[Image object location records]

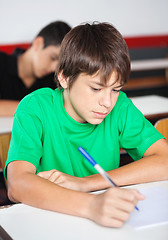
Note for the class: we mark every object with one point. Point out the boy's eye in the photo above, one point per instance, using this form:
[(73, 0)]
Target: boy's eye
[(95, 89), (53, 58), (116, 90)]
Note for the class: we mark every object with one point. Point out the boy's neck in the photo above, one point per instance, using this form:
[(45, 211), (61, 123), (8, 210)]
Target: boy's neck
[(25, 70)]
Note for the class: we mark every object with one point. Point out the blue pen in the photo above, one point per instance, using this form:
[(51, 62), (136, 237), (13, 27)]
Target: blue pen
[(99, 168)]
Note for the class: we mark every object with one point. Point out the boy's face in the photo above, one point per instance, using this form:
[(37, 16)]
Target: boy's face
[(88, 100), (45, 60)]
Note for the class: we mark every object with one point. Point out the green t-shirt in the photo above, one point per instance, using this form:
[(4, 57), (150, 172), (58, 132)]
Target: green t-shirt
[(46, 136)]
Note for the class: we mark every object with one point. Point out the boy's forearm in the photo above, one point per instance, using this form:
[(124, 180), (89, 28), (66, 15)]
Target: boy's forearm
[(147, 169), (8, 107), (41, 193)]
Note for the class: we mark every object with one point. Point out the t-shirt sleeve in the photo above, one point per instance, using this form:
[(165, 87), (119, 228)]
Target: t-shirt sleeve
[(27, 137), (136, 133)]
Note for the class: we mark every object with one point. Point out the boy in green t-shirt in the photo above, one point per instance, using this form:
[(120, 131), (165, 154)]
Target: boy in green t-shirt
[(44, 168)]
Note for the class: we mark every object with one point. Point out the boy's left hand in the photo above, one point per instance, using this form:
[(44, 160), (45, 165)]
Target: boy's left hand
[(63, 179)]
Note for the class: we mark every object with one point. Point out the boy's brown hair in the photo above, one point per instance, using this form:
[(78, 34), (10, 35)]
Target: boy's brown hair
[(94, 48)]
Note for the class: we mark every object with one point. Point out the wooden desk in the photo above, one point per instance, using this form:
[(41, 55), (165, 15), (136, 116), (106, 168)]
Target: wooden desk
[(24, 222)]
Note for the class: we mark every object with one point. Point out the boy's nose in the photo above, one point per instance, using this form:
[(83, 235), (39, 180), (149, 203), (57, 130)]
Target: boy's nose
[(106, 100)]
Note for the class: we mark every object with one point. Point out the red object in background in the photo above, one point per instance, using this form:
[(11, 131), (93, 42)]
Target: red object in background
[(132, 42), (147, 41)]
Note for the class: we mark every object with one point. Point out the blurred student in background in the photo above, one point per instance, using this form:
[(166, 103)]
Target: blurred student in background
[(27, 70)]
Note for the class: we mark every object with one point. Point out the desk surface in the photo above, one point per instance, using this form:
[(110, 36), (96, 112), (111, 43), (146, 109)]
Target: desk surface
[(25, 222), (151, 105), (6, 124)]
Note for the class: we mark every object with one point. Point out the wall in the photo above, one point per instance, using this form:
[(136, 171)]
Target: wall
[(21, 20)]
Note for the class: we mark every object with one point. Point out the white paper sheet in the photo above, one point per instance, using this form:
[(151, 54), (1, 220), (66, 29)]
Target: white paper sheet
[(153, 210)]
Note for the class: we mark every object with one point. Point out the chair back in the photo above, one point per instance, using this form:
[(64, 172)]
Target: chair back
[(4, 146), (162, 126)]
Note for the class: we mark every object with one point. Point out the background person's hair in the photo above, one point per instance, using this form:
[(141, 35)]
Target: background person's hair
[(92, 48), (54, 33)]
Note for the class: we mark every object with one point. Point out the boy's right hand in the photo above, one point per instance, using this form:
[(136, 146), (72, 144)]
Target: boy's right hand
[(113, 207)]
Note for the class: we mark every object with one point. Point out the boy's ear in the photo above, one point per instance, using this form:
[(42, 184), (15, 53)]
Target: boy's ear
[(64, 81), (38, 43)]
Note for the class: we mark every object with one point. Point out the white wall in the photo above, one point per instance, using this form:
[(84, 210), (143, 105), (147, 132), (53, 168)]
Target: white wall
[(20, 20)]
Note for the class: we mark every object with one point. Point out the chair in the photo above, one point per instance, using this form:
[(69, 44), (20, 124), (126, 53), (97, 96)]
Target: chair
[(4, 146), (162, 126)]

TASK DIRECTIONS
Reproduce all of the records above word for word, leaving the pictures out of your copy.

ANSWER IN FULL
Note for the class: we mark every object with one point. Point out the boy's eye in the photo above, one point per instance, using this form:
[(73, 0)]
Target: boy's eye
[(95, 89), (53, 58), (116, 90)]
Note for the class: we mark every object with one point. Point out the boy's neck in the photo above, one point per instance, using this form:
[(45, 211), (61, 123), (8, 210)]
Target: boy's neck
[(25, 70)]
Note for the class: we mark every object with one point. Point out the blue pen in the photo above, one point per instance, using this form:
[(51, 62), (136, 237), (13, 27)]
Target: blue pen
[(99, 168)]
Note for the class: we mark every object with one point. Point out the boy's face in the photo above, one point per instance, using this form:
[(37, 16)]
Target: boy's face
[(88, 100), (45, 60)]
Note for the class: we mark every object with one point. Point out the green t-shirt in the photo above, one point per instance, using this form:
[(4, 57), (150, 172), (58, 132)]
Target: green t-shirt
[(46, 136)]
Note for the class: we mark every object with one point. Point out the boy's forearm in the photo above, one point per instance, using this form:
[(124, 180), (89, 28), (66, 15)]
Target: boy's forearm
[(147, 169), (8, 107), (41, 193)]
Note for the class: we mark every object with one point. Point out the t-shirt sleeve in the photo above, one point per instance, using this form:
[(165, 87), (119, 228)]
Target: t-shirt sleeve
[(27, 137), (136, 133)]
Note for the class: we mark every object with one point. Point out the boy in green t-shirt in the photo above, one point per instance, using this form:
[(120, 131), (165, 154)]
Target: boy in green t-shirt
[(44, 168)]
Note for the class: we mark every object with one point. Point out the boy's left hand in the photo above, one point per instance, using this form:
[(44, 160), (45, 165)]
Target: boy's left hand
[(63, 179)]
Note for the class: we mark every object with one point. Point out the boy's brown hair in the photo above, one point per instance, using this form:
[(78, 34), (10, 35)]
Target: boy's brown hair
[(94, 48)]
Note for the class: we mark every object with one point. Point out the wooden desk in the photo above, one point per instance, using this form:
[(41, 55), (165, 15), (136, 116), (106, 168)]
Target: wooden desk
[(24, 222)]
Note for the class: we mark every object with one point. Point out the boy's nose in the photo above, one point per instance, using this form:
[(83, 235), (39, 180), (149, 203), (57, 130)]
Target: boy's nose
[(106, 100)]
Note for the class: we mark every object with one point. Point out the red object in background in the photo above, one point per instance, using this form:
[(11, 131), (93, 42)]
Target: red object in background
[(132, 42), (147, 41)]
Note for the class: we mark every object with one point. Point out the blurred student in background in the photo above, one point per instance, using this form:
[(166, 103)]
Target: blurred student in background
[(27, 70)]
Note for the class: we mark every object with one point. Point out the desk surface in the photo above, one point per instance, using this form:
[(110, 36), (96, 112), (111, 43), (146, 109)]
Target: desk surface
[(25, 222), (151, 105), (6, 124)]
Note for the class: we mark every object with one point. Point out the wall in the photo above, one point per instance, using this form:
[(136, 171)]
Target: wall
[(21, 20)]
Note for the class: we mark every object with one point. Point out the white paper sheet in the photo above, one point per instance, using this form:
[(151, 54), (1, 220), (66, 29)]
Target: white paper sheet
[(153, 210)]
Note for the class: we mark every object with one point. Point out the chair back in the photo above, one point per instance, using this form:
[(64, 172)]
Target: chair back
[(4, 146), (162, 126)]
Note for the class: we mark every object with one point. Point out the background person's hair in the photo above, one point per instance, using this form:
[(141, 35)]
Target: background person's hair
[(92, 48), (54, 33)]
Note for the class: we mark every object with one point. Point out the boy's right hand in the photo above, one point per instance, using this form:
[(136, 146), (72, 144)]
Target: boy's right hand
[(113, 207)]
Note for the class: we mark every object with one point. Point out the boy's ear in the photo above, one point per instance, using this form:
[(42, 184), (15, 53)]
Target: boy's ear
[(64, 81), (38, 43)]
Note for the class: we mark every object with one point. Point out the white wall in the photo above, one point per instance, using this form:
[(84, 210), (143, 105), (147, 132), (53, 168)]
Target: white wall
[(20, 20)]
Note for the class: we mark every object with one point. Point out the chair in the photo above, one point per instance, using this form:
[(69, 44), (20, 124), (126, 53), (97, 96)]
Target: chair
[(4, 146), (162, 126)]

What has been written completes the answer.